▸ **PROBLEM REQUIREMENTS**:
Which lines of the material contain the word "green"? Gather each of them and copy it out.

Stored data

______

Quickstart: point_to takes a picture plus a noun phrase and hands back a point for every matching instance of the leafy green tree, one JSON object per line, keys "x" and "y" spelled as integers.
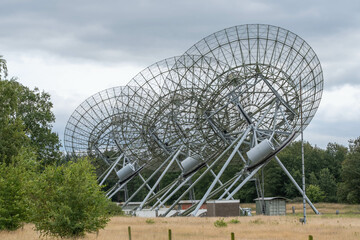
{"x": 315, "y": 194}
{"x": 25, "y": 120}
{"x": 12, "y": 128}
{"x": 349, "y": 188}
{"x": 15, "y": 182}
{"x": 68, "y": 202}
{"x": 313, "y": 179}
{"x": 3, "y": 68}
{"x": 328, "y": 185}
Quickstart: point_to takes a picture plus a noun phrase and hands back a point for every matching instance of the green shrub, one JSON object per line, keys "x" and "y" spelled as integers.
{"x": 220, "y": 223}
{"x": 68, "y": 202}
{"x": 15, "y": 180}
{"x": 257, "y": 221}
{"x": 315, "y": 194}
{"x": 150, "y": 221}
{"x": 234, "y": 221}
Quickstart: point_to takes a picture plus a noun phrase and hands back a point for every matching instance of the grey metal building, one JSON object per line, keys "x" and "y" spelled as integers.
{"x": 271, "y": 206}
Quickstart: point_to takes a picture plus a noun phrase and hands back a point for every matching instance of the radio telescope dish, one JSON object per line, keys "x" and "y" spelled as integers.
{"x": 92, "y": 128}
{"x": 97, "y": 128}
{"x": 270, "y": 71}
{"x": 268, "y": 92}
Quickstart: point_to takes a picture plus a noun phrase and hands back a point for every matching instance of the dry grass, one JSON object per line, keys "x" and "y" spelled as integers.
{"x": 326, "y": 226}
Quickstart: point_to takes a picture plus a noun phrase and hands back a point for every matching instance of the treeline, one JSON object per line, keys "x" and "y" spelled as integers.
{"x": 37, "y": 184}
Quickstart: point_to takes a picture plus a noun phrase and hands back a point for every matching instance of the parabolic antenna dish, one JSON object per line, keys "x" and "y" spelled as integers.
{"x": 91, "y": 128}
{"x": 269, "y": 72}
{"x": 163, "y": 112}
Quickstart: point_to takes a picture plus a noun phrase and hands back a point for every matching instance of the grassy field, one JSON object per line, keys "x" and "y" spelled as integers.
{"x": 346, "y": 225}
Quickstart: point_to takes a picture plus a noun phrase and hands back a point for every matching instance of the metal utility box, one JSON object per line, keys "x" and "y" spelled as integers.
{"x": 272, "y": 206}
{"x": 223, "y": 208}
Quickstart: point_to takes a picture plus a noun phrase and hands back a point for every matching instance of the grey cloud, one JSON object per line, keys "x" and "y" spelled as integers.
{"x": 147, "y": 31}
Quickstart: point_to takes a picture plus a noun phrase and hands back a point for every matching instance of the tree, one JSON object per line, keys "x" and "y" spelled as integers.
{"x": 12, "y": 128}
{"x": 68, "y": 202}
{"x": 15, "y": 182}
{"x": 3, "y": 68}
{"x": 349, "y": 188}
{"x": 328, "y": 185}
{"x": 25, "y": 120}
{"x": 315, "y": 194}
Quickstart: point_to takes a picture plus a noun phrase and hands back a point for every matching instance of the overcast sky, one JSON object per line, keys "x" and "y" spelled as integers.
{"x": 74, "y": 49}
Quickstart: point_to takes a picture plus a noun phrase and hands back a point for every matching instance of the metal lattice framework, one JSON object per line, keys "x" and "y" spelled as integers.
{"x": 246, "y": 89}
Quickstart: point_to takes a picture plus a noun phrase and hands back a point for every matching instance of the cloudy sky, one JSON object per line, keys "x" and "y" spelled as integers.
{"x": 73, "y": 49}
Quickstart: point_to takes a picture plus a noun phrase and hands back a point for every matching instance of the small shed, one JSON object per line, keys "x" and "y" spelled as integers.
{"x": 223, "y": 208}
{"x": 271, "y": 206}
{"x": 185, "y": 204}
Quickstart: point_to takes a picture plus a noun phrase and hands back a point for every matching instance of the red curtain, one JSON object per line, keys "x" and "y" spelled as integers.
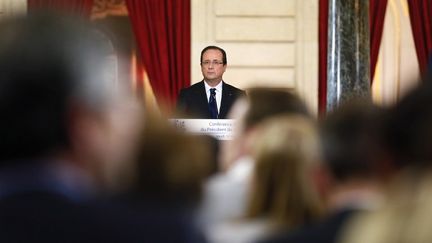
{"x": 377, "y": 9}
{"x": 162, "y": 31}
{"x": 78, "y": 7}
{"x": 421, "y": 23}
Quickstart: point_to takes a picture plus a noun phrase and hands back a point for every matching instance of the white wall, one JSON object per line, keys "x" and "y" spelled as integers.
{"x": 268, "y": 42}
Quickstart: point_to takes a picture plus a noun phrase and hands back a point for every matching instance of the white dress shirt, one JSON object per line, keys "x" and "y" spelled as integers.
{"x": 218, "y": 93}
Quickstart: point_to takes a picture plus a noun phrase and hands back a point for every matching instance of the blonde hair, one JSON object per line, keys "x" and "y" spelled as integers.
{"x": 281, "y": 189}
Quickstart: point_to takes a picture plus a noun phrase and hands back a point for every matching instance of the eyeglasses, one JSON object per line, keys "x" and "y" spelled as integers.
{"x": 207, "y": 63}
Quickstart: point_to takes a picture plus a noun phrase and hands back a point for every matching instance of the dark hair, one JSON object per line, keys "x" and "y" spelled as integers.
{"x": 351, "y": 140}
{"x": 46, "y": 63}
{"x": 269, "y": 102}
{"x": 224, "y": 59}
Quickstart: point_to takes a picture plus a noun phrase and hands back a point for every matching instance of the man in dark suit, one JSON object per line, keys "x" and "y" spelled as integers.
{"x": 211, "y": 98}
{"x": 64, "y": 139}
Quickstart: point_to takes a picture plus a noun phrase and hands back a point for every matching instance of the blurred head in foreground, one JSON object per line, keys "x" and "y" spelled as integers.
{"x": 281, "y": 188}
{"x": 58, "y": 99}
{"x": 171, "y": 165}
{"x": 353, "y": 153}
{"x": 406, "y": 215}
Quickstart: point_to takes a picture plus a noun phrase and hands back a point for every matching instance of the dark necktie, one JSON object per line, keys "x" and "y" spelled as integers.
{"x": 212, "y": 104}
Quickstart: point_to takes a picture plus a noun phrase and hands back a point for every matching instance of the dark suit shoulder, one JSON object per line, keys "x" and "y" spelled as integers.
{"x": 232, "y": 88}
{"x": 194, "y": 87}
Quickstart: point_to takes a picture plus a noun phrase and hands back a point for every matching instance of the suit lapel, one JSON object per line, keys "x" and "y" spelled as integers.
{"x": 202, "y": 102}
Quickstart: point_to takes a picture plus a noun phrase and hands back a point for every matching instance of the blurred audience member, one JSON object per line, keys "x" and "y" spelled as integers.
{"x": 63, "y": 138}
{"x": 171, "y": 167}
{"x": 348, "y": 179}
{"x": 226, "y": 193}
{"x": 282, "y": 196}
{"x": 406, "y": 215}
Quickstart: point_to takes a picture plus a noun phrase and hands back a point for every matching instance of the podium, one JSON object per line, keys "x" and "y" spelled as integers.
{"x": 222, "y": 129}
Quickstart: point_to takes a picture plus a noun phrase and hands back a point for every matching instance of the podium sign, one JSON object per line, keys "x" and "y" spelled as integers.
{"x": 222, "y": 129}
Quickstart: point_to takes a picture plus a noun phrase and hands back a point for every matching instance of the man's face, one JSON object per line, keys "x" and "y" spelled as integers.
{"x": 212, "y": 66}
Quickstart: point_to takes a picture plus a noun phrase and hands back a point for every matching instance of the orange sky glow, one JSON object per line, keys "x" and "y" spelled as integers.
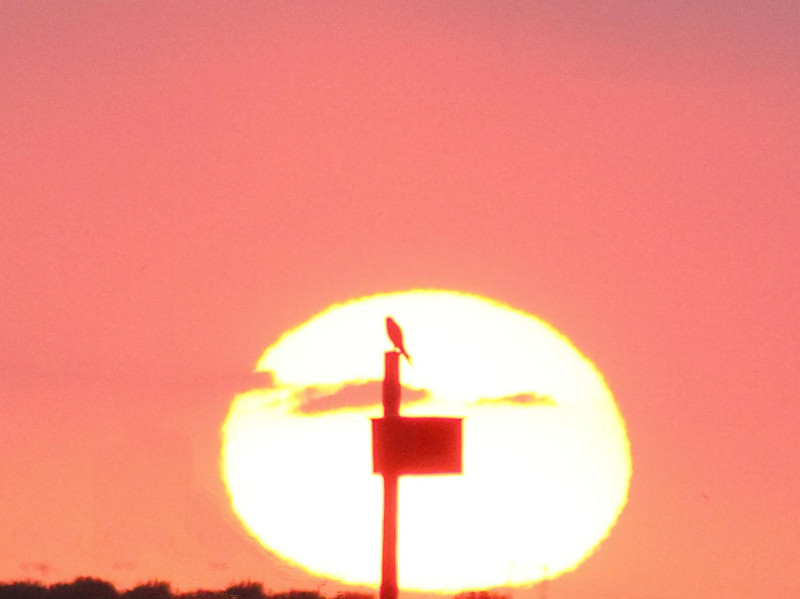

______

▸ **THE REPLY**:
Quickstart: point_to takes a picture plus a noun phrase and hands back a point for every matching instance of the leafy green tree, one JSON object per line, keys "x" and "y" spelled as integers.
Quickstart: point_to takes a picture plus a noun phrase and hands back a point for every matching instance of the green shrub, one JSON object per line, keys "x" and "y" spelled as integers.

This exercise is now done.